--- Work required ---
How many of the lines below contain the string "each"? Case matters, and the reply should be only the number.

--- Material supplied ---
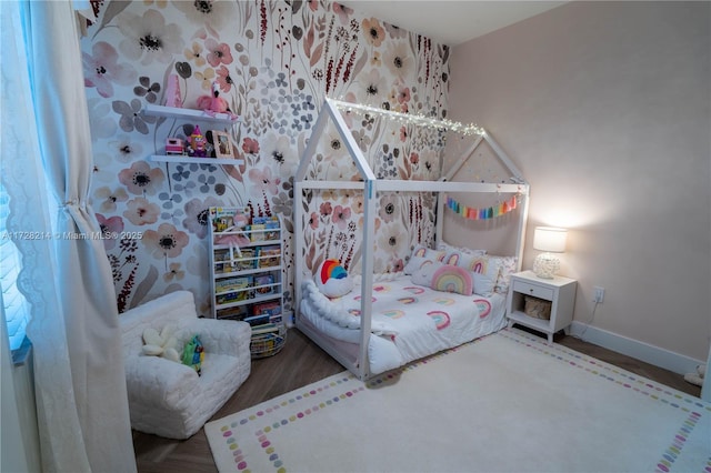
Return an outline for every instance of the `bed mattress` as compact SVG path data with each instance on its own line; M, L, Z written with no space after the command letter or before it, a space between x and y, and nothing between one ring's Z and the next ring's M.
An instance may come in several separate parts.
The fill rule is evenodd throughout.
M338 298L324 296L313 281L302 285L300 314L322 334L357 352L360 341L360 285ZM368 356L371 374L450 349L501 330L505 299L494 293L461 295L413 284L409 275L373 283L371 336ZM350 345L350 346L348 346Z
---
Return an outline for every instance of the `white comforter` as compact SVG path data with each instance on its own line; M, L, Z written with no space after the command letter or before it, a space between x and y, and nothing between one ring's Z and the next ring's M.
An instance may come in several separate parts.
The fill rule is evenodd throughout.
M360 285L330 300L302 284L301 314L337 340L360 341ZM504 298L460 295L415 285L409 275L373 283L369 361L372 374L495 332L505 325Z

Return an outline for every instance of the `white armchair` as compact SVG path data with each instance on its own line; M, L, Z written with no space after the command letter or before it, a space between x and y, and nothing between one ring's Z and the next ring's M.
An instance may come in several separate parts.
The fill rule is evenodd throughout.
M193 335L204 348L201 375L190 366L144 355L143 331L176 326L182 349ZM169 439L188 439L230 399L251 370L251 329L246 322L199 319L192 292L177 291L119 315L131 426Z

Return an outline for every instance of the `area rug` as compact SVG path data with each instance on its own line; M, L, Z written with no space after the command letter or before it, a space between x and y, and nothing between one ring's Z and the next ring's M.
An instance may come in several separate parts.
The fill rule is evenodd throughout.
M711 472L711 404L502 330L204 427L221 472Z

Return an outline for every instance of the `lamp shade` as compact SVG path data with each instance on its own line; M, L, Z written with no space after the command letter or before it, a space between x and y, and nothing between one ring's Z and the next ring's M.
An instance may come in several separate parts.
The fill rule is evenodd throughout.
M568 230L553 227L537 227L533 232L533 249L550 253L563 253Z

--- Task output ---
5